O que fazer
Responda às perguntas abaixo com base no trecho selecionado.
(a) Em uma pesquisa longitudinal, o que acontece com os participantes ao longo do tempo?
(b) Que resposta o Prof. Jacicarlos deu à própria pergunta "Por quem os sinos dobram?"?
(c) Em que sala de aula apareceu o aluno do quarto período de Medicina que não sabia o que é uma catecolamina?

Trecho selecionado
______________________________

Um outro tipo de situação que pode ocorrer com o pesquisador e escapa ao sentido da lógica científica propriamente dita, mas que faz parte do cotidiano de uma investigação, é o de uma pesquisa longitudinal envolvendo seres humanos, em que se acompanham pacientes durante certo tempo. Neste tipo de pesquisa, inevitavelmente se vão perdendo os participantes da investigação ao longo do tempo, e o pesquisador acaba adotando atitudes de adulação em relação aos sujeitos da pesquisa para poder chegar até o fim do trabalho.
Por outro lado, em pesquisa, não se aceitam resultados negativos. Só se publicam resultados positivos. Mas existem, sim, resultados negativos, e estes devem ser considerados tão importantes quando os "resultados positivos", pois o resultado dito negativo é aquele em que a pesquisa não permitiu o alcance de conclusões. Com relação a este aspecto da obrigatoriedade de pesquisar na vida acadêmica para obter ascensão funcional, o Prof. Jacicarlos posicionou-se contra tal política. Para ele, deveria pesquisar apenas quem quisesse realmente fazê-lo.
Então, fez a pergunta retórica: Por que não fazer as coisas de forma correta? Por que não percorrer todo o caminho de maneira ética?
Lembrou, então, de que antes mesmo de o semestre começar, já havia recebido vários e-mails de alunos com intenção de ingressar em um projeto de iniciação científica, e interrogou "será que eles querem mesmo fazer iniciação científica?"
O professor Jacicarlos fez, então, a pergunta "Por quem os sinos dobram?", em analogia ao título de um romance de Ernest Hemingway, e respondeu ele mesmo: "os sinos dobram por si mesmos". Continua, então, ao traduzir a assertiva, referindo que cada pessoa faz as coisas para si própria. Afirmou, então, que ele chegou a esta conclusão a partir da própria prática, exemplificando com a questão da aprendizagem dos alunos. Os professores não podem exigir que os seus alunos aprendam, porque só o próprio aluno pode construir seu aprendizado. Questionou a seguir "Como pode ser possível encontrar um aluno do quarto período de Medicina que não sabe o que é uma catecolamina? Isso aconteceu em sua sala de aula de Farmacologia". Disso, depreendeu que ele, professor, ensinara Farmacologia para ele próprio.
Para o Prof. Jacicarlos, disciplina é algo que deve vir da própria pessoa, e não deveria ser imposta de fora.
Perguntou, então, qual seria a chance de um aluno que foi brilhante no ensino médio e que passa no vestibular para Medicina, e que ao concluir que não gosta do curso, decida-se por abandoná-lo. Respondeu ele mesmo: nenhuma. A pressão na sociedade faz com que este aluno persista no curso que escolheu ainda muito jovem, mesmo que perceba que não é o que esperava. Ponderou que não deveria ser considerado "normal" quase inexistir evasão escolar no curso de Medicina.

______________________________

Dados registrados
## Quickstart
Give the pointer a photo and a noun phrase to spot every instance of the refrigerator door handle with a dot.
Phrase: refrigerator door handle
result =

______________________________

Resposta
(a) Os participantes da investigação vão se perdendo inevitavelmente ao longo do tempo.
(b) Ele respondeu que "os sinos dobram por si mesmos".
(c) O caso aconteceu na sala de aula de Farmacologia do professor.